▸ Exercise objective
Below are several entries. Transcribe exactly those lines that fall from the one with "# Target: stone wall" through the one with "# Target: dark purple flower bud", end lines included.

(Dataset items)
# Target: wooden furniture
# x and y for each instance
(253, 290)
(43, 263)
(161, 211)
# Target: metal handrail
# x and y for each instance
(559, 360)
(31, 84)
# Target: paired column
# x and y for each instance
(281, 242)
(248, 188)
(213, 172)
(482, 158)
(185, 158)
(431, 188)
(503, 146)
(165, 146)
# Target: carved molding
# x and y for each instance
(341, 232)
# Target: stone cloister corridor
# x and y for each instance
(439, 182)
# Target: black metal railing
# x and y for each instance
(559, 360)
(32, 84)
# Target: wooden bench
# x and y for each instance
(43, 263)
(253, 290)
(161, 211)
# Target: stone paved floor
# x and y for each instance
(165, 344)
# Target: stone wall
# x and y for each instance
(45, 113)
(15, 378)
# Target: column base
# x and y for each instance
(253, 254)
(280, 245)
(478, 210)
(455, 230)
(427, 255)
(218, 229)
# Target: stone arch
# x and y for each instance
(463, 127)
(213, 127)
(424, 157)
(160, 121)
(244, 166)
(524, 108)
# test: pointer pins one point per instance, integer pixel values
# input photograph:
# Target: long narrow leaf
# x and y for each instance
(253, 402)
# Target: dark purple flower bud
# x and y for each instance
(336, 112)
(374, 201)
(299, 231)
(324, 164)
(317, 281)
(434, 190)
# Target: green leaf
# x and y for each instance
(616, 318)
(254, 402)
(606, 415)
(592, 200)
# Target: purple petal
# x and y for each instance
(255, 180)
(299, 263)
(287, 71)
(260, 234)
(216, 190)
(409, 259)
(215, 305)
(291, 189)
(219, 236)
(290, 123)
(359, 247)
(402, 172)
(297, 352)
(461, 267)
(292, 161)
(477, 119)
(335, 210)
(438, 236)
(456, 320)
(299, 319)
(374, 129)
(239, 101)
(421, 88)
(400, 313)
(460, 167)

▸ Reply
# Target: stone wall
# x and y for each instance
(45, 113)
(15, 378)
# Target: column base
# x and y for each instance
(253, 254)
(280, 245)
(478, 210)
(455, 230)
(427, 255)
(218, 229)
# Target: stone arch
# x and y for each instance
(463, 127)
(213, 127)
(424, 157)
(160, 121)
(244, 166)
(524, 108)
# test: pointer pins one point per instance, integer pixel values
# input photograph:
# Target: long narrow leaf
# x and y for each instance
(253, 402)
# Target: dark purple flower bud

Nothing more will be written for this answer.